**Textauszug**
————

# Dimensionierung Aderleitung



## Giotto79 (6 März 2006)

Hallo,

mal eine grundlegende Frage, kann mir jemand mal genau auflisten, welchen
Aderquerschnitt ich mit welchem Strom belasten kann.
Bei Verlegung im Kabelkanal im Schaltschrank.

Am besten bei 0,5qmm beginnend.

Die Frage taucht einfach immer wieder auf.

Danke im vorraus.

Mfg, Giotto79


----------



## MatMer (7 März 2006)

Hi, auflisten kann ich dir das leider nicht aber guck mal hier

http://www.esatex.com/SPS-Forum/showthread.php?t=7050

da stehen die formeln drin, da könntest du dann selber zurück rechnen, wäre zwar ein wenig arbeit sonst weiß ich aber auch nicht wie ich dir helfen kann


----------



## PeterEF (7 März 2006)

In jeder guten Bibliothek/Buchhandlung: Friedrich; "Tabellenbuch Elektrotechnik" - sollte eigentlich bei jedem auf dem Tisch liegen, der damit befaßt ist.


----------



## MRT (7 März 2006)

Hallo!

Besorg dir das Schaltungsbuch von Möller (ist gratis)
da stehen auch andere Sachen drinnen!!


----------



## Lobo (24 März 2006)

*DIN VDE 0298 Teil 4*

Hallo,

danke für die Antworten, die beste Lösung waren aber die Tabellen in der DIN
VDE 0298 Teil 4.

Dort kann mann schnell erkennen welchen Querschnitt von Aderleitungen (Einzelader z.B. H07V-K 0,5 qmm) man mit welchem Strom belasten darf.

Mfg, Giotto79.


----------



## o.s.t. (11 September 2007)

*Verdrahtung von DICKEN Stern-Dreieck Gruppen*

hallo, muss den Thread nochmals hochholen...

und ja, ich kenne DAS Schaltungbuch.de und die Tabelle daraus nach DIN VDE 0 298-4

nur...
-welcher Verlegungsart entspricht offene Einzeladern im Schaltschrank?
-wie sieht es aus mit der Belastbarkeit von Adern >= 50mm2, denn da geht es bei uns erst los 
	

	
	
		
		

		
			





 und in der Tabelle ist bei bei 35mm2 Schluss...

Hintergrund: Wir verwenden Stern-Dreieckgruppen (110-200kW) 
	

	
	
		
		

		
		
	


	




 und dimensionieren die Querschnitte nach einer >10 Jahre alten Tabelle, deren Herkunft nicht bekannt ist. Nun haben wir das Gefühl, dass die Querschnitte eher überdimensioniert sind und auch der Schaltschrankbauer monierte hie und da, dass er die Querschnitte nicht in die Schütze/Thermorelais reinkriegt 
	

	
	
		
		

		
		
	


	




anbei noch ein Bild der Situation (im Beispiel mit Siemens, kann aber auch Moeller oder Telemecanique sein, je nach Kundenanforderung)

vielleicht hat ja jemand gute Links dazu

thanx und gruss, o.s.t.


----------



## PeterEF (12 September 2007)

o.s.t. schrieb:


> -welcher Verlegungsart entspricht offene Einzeladern im Schaltschrank?
> -wie sieht es aus mit der Belastbarkeit von Adern >= 50mm2, denn da geht es bei uns erst los
> 
> 
> ...


 
Wenn ich kein Tabellenbuch habe, schau ich immer hier:
http://www.von-grambusch.de/index.htm

Bei Tabellen/Datenschieber/Strombelastbarkeit.. gehts von 1,5 - 120 mm^2.

Verlegeart: ich denke im Kanal B1 oder C, frei geführt mit gelegentlicher Berührung F. Allerdings: evt. Minderungsfaktoren wegen Temperaturen im Schrank >25°C beachten!


----------

————

**Datenzeilen**
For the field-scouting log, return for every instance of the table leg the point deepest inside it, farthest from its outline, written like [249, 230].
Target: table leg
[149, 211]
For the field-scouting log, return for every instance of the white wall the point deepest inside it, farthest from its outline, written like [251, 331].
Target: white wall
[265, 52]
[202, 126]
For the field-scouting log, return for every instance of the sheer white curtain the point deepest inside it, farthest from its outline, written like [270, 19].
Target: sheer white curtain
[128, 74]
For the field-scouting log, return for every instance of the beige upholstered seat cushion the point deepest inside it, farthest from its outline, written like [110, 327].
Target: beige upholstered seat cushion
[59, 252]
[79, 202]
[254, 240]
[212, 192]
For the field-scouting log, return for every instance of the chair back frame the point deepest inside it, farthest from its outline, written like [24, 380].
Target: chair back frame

————

**Zu lösende Aufgaben**
• 1. Beantworte diese Fragen zum Thread über die Dimensionierung von Aderleitungen:
(a) Mit welchem Querschnitt soll die von Giotto79 gewünschte Auflistung beginnen?
(b) Bei welchem Querschnitt ist laut o.s.t. in der Tabelle Schluss?
(c) Welchen Querschnittsbereich deckt laut PeterEF die Strombelastbarkeit auf der von ihm genannten Seite ab?
• 2. Gib den Abschnitt des Threads über die Dimensionierung von Aderleitungen von „mal eine grundlegende“ bis einschließlich „immer wieder auf.“ unverändert aus.
Für die Lösungen zählt allein der Thread, nicht die Zeilen.

**Lösungen**
• 1.
(a) Bei 0,5 qmm.
(b) Bei 35 mm².
(c) Von 1,5 bis 120 mm².

• 2.
mal eine grundlegende Frage, kann mir jemand mal genau auflisten, welchen
Aderquerschnitt ich mit welchem Strom belasten kann.
Bei Verlegung im Kabelkanal im Schaltschrank.

Am besten bei 0,5qmm beginnend.

Die Frage taucht einfach immer wieder auf.